[Peace-discuss] May 4, 1970: The Kent State Massacre

C. G. Estabrook galliher at uiuc.edu
Thu May 4 11:25:48 CDT 2006


[I remember this well.  As it happened, I was with the same
people I was with when we heard of the FBI/Chicago police
murder of Fred Hampton, exactly 17 months earlier.  Lethal
examples of how "American values" respond under criticism.  --CGE]

May 4, 1970: The Kent State Massacre
_______________________________

A total of 67 shots were fired in 13 seconds.

The events leading up to the bloodshed seem eerily
contemporary: an isolated and unpopular President, an
administration engaged in illegal surveillance and revelations
of government lying to justify a doomed foreign military
occupation.

It could have been yesterday - but it was May 4, 1970,
thirty-six years ago - at my campus: Kent State University in
Ohio.

On April 30th of that year, President Richard Nixon announced
the invasion of Cambodia - a major escalation of the war in
Southeast Asia.  His action sparked widespread outrage.  At
Kent State, a series of protests and rallies took place,
including the torching of the ROTC building. A dilapidated
wooden structure scheduled for demolition, the burning had all
the classic earmarks of the work of government agent provocateurs.

With that event as a convenient pretext, the campus was
occupied by the Ohio National Guard. Over the next two days,
students were bayoneted and clubbed by Guardsmen, tear gas
inundated the campus and helicopters with searchlights hovered
overhead at night.

Nixon branded the student protesters as "bums."  Ohio Governor
Rhodes called them "worse than the brown shirts ... we will
use whatever force necessary to drive them out of Kent!"  The
authorities' inflammatory remarks were a prescription for
repression.

On May 4, students gathered to protest the war and the
military occupation of the university. Guardsmen, armed with
live ammunition and firing teargas canisters, advanced on the
peaceful group.  The students ran away, but the Guard
continued the barrage.

Our gathering was completely dispersed and the soldiers began
to march away.  Suddenly, without provocation, a dozen
Guardsmen spun around, aimed and fired their weapons.

We looked about in disbelief. The victims were not even near
the troops. Allison Krause was 330 feet away from the nearest
Guardsman when she was fatally gunned down. My friend Sandy
Scheuer was 390 feet away, walking to class.  She was shot
through the neck and killed. Another friend, Robbie Stamps,
was almost 500 feet away when wounded.

Four young people lay dead: Allison Krause, Bill Schoeder,
Sandy Scheuer and Jeff Miller. Nine more were wounded - Dean
Kahlor would be paralyzed for life.

The massacre at Kent was followed two days later with a police
barrage of bullets into a dormitory at Jackson State in
Mississippi.  James Earl Green and Phillip Lafayette Gibbs
were murdered and an unknown number of others wounded.

--------------------

* _GOAL A_: Name everyone the Kent State account says was killed at Kent State on May 4, 1970.
* _GOAL B_: Reproduce the Kent State account word for word, from "Our gathering was" to "paralyzed for life.".
The records that follow the Kent State account come from a separate source.

* _DATASET EXTRACT_:
--------------------

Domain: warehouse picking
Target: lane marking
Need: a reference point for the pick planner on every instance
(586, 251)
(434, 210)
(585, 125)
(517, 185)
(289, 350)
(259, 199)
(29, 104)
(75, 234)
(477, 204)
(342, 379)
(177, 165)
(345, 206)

--------------------

* _TASK SOLUTION A_: Allison Krause, Bill Schoeder, Sandy Scheuer, Jeff Miller

* _TASK SOLUTION B_:
Our gathering was completely dispersed and the soldiers began
to march away.  Suddenly, without provocation, a dozen
Guardsmen spun around, aimed and fired their weapons.

We looked about in disbelief. The victims were not even near
the troops. Allison Krause was 330 feet away from the nearest
Guardsman when she was fatally gunned down. My friend Sandy
Scheuer was 390 feet away, walking to class.  She was shot
through the neck and killed. Another friend, Robbie Stamps,
was almost 500 feet away when wounded.

Four young people lay dead: Allison Krause, Bill Schoeder,
Sandy Scheuer and Jeff Miller. Nine more were wounded - Dean
Kahlor would be paralyzed for life.